▶ [Exercise set]
1. In the essay, what question was the narrator asked at the grocery store after putting something in the cart?
2. Reproduce the stretch of the essay from "One of the first" through "few days prior." word for word.

▶ [Text section]
--- --- ---

One of the first times I really knew something wasn’t quite normal in how my marriage partnership was functioning was the time that I was telling three close friends about what I had just done a few days prior.

I had turned the thermostat up in the morning to a temperature that I was comfortable with as the weather had become chilly.  At the end of the day (meaning, just before my then-husband came home), however, I remembered that I needed to turn it back down.  I noticed it wasn’t dropping to the temperature it was “supposed to be” so I stood there in front of my thermostat fanning it frantically and, get this, begging Jesus to make the number go to where it was supposed to be.  Yes, I really did that.  Oh, and I was crying.  I was a Lifetime TV movie right there.  I was one of those women, but I couldn’t see it.  So I was telling my friends this story, thinking they’d be like, “Oh yeah, I do that all the time,” but instead I saw three sets of eyes looking back at me with a mixture of shock and pity.  “Wait, you guys don’t do that?” I asked.  I got three resounding no’s, and one even said, “My husband just wants me to be warm and comfortable in my own home.”  “He does??” I was floored.  And that’s when I think I really knew…something wasn’t right between us.

People who haven’t lived in this cannot understand this.  So, let me give you one example of how, early in my marriage, I handled a recurring issue.  We’d be at the grocery store.  I would put something in the cart.  And I would be asked, “Why do you need that?”  I would either attempt to argue with, “Well, I don’t need it, per se, but I’d like it,” or, knowing I wouldn’t “win”, I would just take it back out and put it back on the shelf.  (Side notes: we were the same age…in other words, both adults.  And though those were lean years, we were doing fine financially.  Oh, and it’s not like I was tossing a fur coat in there…it was like, I don’t know, a bag of chips.)

I would then seethe, holding in my anger (and, deep down, sadness) over the injustice at least until the car, if not all the way home.  Then I’d unleash my wrath, usually in a rage, sometimes with tears and sobs punctuated by me having to stop to catch my breath because I was so upset I was on the verge of hyperventilating.  I would say things like, “Either we should both have to ask and have veto power, or we should both be able to put whatever we want – within reason – in the cart.”  There was really nothing else for me to say except this one sentence over and over again.  It felt like common sense to me.  It felt fair.  It felt equal.  And I couldn’t, for the life of me, understand this inequity among us.

--- --- ---

▶ [Given records]

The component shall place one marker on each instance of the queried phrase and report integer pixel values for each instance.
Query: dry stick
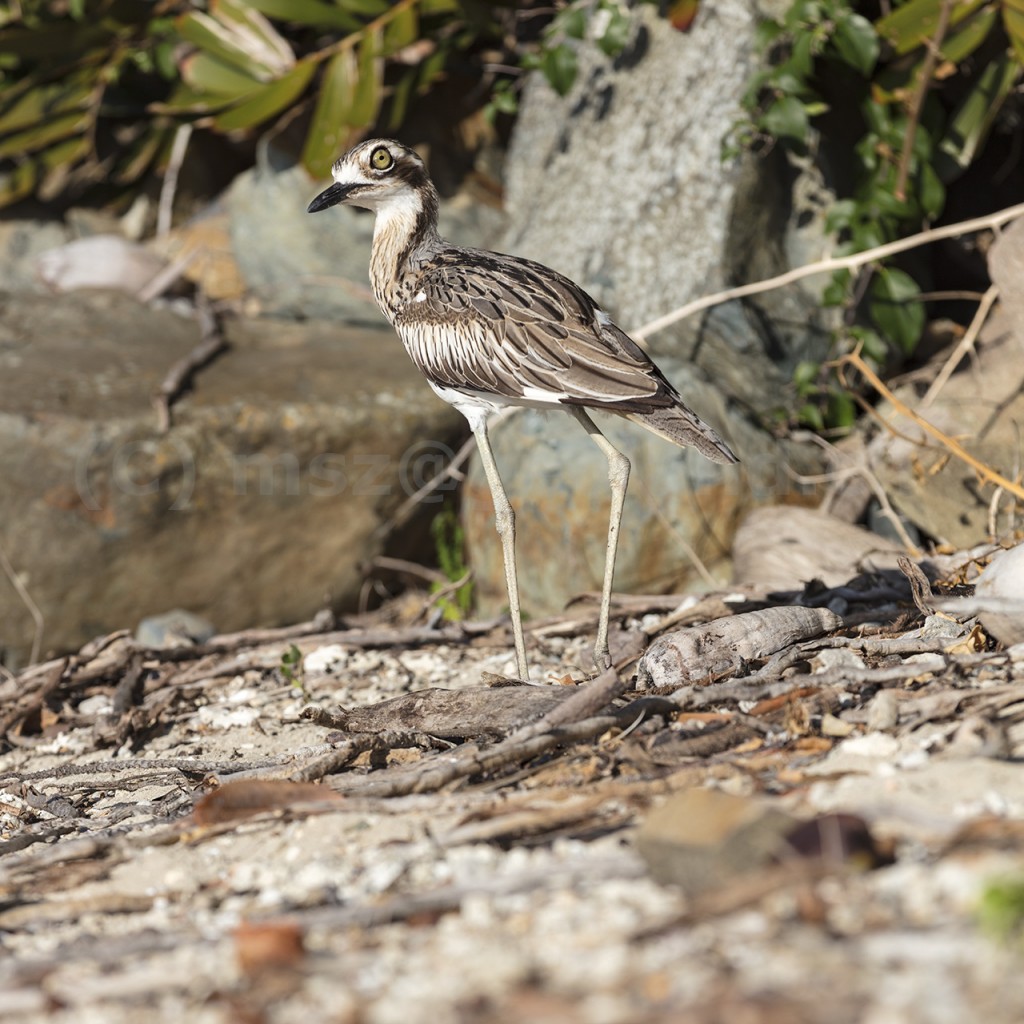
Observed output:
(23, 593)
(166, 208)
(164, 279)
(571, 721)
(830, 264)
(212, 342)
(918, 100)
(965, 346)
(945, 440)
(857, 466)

--- --- ---

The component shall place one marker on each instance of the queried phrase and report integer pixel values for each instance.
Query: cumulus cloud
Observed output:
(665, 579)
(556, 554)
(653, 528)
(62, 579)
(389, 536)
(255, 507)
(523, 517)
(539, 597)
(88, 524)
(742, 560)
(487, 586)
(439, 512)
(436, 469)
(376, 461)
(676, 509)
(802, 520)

--- --- ---

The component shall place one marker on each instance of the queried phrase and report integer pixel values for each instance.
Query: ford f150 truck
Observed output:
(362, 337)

--- --- ---

▶ [Worked answers]
1. "Why do you need that?"

2.
One of the first times I really knew something wasn’t quite normal in how my marriage partnership was functioning was the time that I was telling three close friends about what I had just done a few days prior.